** start Stored records **

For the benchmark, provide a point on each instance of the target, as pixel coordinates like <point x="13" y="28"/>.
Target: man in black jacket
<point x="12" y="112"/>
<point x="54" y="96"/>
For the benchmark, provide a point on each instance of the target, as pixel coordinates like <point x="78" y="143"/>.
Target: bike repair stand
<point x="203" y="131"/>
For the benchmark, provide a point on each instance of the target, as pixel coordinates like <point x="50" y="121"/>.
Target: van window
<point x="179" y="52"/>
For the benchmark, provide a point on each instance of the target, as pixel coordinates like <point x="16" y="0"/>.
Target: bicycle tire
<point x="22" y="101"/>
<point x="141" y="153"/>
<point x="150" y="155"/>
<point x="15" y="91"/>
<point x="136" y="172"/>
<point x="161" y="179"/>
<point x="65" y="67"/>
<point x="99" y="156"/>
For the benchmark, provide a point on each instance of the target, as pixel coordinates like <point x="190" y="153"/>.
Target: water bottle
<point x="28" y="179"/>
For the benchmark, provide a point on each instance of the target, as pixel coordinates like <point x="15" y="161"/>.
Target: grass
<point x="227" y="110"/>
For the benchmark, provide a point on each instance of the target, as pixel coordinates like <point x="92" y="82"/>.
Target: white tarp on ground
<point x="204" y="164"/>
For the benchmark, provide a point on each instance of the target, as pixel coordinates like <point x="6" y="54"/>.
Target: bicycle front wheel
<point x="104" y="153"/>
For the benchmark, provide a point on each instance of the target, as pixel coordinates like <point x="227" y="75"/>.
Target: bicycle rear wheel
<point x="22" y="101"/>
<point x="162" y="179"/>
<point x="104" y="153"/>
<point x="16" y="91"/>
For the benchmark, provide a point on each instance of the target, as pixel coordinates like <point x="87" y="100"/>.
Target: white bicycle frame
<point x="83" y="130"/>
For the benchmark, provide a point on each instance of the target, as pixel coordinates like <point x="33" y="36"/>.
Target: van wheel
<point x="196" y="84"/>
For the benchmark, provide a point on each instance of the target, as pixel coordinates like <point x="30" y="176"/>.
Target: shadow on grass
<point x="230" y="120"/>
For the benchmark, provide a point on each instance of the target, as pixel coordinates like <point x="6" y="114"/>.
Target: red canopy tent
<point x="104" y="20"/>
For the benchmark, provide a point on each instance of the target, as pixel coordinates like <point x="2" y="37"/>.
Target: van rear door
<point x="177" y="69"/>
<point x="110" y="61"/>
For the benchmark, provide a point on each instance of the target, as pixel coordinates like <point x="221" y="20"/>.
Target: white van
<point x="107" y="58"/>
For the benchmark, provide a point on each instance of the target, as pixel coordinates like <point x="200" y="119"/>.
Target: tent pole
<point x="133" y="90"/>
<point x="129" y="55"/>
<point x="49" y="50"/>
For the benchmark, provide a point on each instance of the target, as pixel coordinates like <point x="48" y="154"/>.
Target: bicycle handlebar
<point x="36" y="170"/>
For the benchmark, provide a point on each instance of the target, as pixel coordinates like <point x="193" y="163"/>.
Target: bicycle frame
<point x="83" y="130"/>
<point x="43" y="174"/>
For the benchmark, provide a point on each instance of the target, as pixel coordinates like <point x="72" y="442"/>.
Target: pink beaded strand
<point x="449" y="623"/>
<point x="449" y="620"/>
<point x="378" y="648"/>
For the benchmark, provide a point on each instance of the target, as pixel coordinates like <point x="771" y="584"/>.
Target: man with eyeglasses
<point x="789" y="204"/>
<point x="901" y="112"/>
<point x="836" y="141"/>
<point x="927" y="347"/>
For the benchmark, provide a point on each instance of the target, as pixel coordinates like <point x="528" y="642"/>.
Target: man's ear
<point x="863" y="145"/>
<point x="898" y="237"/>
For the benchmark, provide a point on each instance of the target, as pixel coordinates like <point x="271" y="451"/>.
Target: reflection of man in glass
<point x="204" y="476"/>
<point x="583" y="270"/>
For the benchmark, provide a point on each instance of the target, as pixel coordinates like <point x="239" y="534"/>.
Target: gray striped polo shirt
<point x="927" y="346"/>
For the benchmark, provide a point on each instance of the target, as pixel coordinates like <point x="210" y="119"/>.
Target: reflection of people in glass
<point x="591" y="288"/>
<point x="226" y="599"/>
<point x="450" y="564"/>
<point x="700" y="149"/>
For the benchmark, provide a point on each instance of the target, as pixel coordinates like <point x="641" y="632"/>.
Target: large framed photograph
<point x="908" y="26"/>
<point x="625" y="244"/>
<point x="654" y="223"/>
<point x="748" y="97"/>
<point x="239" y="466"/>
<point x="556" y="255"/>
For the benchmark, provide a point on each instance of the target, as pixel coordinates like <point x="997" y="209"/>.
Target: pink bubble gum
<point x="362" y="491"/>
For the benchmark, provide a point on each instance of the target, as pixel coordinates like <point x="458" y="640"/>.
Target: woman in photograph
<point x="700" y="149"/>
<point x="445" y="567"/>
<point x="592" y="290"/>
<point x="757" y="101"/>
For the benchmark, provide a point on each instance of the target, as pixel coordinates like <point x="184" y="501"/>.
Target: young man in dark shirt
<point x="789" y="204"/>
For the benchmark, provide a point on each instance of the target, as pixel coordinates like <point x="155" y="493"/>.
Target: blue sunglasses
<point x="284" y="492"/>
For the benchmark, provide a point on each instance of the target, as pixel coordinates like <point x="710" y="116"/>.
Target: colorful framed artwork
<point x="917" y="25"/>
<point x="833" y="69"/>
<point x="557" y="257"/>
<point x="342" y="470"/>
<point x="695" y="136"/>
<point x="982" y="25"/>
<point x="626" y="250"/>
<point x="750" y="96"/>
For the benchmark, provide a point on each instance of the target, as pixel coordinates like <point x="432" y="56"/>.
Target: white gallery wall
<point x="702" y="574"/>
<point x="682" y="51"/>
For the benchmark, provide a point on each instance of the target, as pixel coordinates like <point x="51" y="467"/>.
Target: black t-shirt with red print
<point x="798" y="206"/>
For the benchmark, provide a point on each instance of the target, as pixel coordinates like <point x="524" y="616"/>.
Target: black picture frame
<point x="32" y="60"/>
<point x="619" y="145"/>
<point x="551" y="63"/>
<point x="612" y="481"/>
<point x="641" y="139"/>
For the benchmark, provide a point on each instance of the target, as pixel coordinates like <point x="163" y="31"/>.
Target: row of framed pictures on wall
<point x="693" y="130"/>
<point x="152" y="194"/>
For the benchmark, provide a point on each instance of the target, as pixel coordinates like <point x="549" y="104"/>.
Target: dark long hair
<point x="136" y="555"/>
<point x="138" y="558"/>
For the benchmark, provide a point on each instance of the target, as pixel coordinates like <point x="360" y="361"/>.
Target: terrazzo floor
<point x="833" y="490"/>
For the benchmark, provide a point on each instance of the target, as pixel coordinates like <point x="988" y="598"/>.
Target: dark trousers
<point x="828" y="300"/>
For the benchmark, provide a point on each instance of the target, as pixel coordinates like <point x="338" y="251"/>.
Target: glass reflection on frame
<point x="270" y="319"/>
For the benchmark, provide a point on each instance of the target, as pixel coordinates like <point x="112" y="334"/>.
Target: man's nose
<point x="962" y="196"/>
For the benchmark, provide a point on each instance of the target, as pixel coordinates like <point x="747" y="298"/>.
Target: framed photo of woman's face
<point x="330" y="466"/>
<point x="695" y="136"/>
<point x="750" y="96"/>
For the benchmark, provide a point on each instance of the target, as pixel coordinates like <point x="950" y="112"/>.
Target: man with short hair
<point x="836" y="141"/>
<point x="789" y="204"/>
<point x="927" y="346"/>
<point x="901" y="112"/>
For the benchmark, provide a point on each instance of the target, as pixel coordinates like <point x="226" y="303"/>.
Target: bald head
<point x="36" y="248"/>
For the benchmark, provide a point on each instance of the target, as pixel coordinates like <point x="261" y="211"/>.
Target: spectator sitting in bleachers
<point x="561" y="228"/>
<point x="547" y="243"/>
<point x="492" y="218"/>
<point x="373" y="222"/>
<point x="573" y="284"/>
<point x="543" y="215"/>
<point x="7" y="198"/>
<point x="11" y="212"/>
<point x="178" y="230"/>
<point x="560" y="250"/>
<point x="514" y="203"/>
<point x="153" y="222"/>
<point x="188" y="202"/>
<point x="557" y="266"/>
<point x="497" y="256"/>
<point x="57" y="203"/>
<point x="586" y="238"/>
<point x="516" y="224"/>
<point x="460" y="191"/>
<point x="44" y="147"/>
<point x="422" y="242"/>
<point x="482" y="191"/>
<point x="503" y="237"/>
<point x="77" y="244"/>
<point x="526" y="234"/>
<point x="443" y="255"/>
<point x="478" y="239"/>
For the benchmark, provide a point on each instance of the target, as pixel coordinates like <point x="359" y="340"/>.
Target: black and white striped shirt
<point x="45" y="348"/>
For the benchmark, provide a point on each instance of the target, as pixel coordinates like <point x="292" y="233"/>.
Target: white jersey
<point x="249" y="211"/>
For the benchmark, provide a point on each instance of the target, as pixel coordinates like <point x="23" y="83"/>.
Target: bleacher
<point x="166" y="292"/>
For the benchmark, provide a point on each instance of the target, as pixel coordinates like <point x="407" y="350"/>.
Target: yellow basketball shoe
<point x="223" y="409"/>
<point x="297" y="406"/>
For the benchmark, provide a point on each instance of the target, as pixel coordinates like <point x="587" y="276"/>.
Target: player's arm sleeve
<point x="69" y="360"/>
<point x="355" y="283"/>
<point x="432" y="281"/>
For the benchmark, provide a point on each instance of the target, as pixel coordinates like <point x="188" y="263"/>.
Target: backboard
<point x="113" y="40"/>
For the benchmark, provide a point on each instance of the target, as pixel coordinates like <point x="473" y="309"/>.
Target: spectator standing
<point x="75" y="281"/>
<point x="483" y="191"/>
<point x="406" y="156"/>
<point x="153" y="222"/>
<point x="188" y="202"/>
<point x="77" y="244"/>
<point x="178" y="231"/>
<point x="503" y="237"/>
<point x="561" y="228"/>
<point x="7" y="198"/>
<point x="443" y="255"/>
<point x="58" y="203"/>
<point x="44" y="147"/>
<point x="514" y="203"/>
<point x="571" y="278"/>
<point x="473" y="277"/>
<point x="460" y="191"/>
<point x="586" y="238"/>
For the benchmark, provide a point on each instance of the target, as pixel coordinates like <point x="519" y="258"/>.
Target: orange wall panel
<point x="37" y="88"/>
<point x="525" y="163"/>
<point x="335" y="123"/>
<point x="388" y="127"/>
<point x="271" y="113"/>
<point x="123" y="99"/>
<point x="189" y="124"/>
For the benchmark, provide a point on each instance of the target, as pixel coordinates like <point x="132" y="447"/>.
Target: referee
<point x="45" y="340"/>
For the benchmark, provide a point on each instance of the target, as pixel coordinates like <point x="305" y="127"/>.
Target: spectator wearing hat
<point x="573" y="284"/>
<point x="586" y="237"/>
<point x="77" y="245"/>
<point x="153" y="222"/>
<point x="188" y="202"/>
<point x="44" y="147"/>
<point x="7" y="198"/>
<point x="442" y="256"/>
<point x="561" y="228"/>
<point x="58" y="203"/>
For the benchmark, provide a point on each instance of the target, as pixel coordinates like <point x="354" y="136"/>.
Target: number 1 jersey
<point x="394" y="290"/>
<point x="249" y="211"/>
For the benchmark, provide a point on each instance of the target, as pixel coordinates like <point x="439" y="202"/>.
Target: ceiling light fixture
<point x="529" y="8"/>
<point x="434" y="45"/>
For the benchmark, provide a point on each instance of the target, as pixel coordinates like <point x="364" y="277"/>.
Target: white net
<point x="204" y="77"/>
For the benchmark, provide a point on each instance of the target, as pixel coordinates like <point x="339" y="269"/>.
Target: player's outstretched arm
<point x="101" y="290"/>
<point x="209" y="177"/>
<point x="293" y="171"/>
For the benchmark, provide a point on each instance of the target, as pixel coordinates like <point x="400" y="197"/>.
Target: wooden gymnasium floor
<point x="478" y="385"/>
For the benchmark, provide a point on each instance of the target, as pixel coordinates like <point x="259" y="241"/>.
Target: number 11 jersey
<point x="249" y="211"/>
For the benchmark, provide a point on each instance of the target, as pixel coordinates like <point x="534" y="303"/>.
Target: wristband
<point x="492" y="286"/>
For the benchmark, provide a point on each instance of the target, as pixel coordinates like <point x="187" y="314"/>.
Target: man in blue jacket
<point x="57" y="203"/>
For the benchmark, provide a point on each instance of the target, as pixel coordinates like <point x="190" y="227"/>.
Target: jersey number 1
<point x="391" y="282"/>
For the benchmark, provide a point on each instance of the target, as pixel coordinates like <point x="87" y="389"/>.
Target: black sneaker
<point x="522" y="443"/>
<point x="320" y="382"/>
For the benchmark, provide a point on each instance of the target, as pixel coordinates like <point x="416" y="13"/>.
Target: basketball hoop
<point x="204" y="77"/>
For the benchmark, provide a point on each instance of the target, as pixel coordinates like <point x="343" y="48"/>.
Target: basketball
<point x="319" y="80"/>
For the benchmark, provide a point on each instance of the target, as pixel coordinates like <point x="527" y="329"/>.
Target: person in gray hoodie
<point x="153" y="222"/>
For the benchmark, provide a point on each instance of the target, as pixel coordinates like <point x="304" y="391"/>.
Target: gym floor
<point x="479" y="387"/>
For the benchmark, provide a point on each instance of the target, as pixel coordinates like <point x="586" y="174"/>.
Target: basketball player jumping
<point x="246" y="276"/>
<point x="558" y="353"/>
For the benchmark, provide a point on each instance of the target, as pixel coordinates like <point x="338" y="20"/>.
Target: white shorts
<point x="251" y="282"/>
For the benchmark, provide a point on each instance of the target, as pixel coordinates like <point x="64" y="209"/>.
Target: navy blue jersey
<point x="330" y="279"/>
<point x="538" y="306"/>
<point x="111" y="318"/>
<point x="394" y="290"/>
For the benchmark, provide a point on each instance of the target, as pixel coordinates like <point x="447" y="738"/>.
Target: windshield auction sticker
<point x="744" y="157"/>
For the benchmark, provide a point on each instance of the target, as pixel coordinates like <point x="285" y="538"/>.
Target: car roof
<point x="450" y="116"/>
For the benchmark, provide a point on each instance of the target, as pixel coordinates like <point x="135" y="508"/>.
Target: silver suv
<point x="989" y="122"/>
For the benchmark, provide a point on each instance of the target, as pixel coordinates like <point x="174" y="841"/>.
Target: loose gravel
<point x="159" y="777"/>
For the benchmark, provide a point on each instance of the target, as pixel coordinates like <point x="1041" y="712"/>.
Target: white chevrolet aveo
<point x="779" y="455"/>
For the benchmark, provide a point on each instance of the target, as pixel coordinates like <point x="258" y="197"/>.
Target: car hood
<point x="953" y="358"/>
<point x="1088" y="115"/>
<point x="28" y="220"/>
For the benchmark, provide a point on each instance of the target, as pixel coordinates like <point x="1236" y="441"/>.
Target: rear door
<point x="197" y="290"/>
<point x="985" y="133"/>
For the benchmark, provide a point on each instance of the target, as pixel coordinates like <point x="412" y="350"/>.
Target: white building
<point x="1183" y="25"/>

** end Stored records **

Stated task: State how many lines of the records above contain the string "spectator". Letter case must match, and the reply should be the number alone.

Answer in full: 3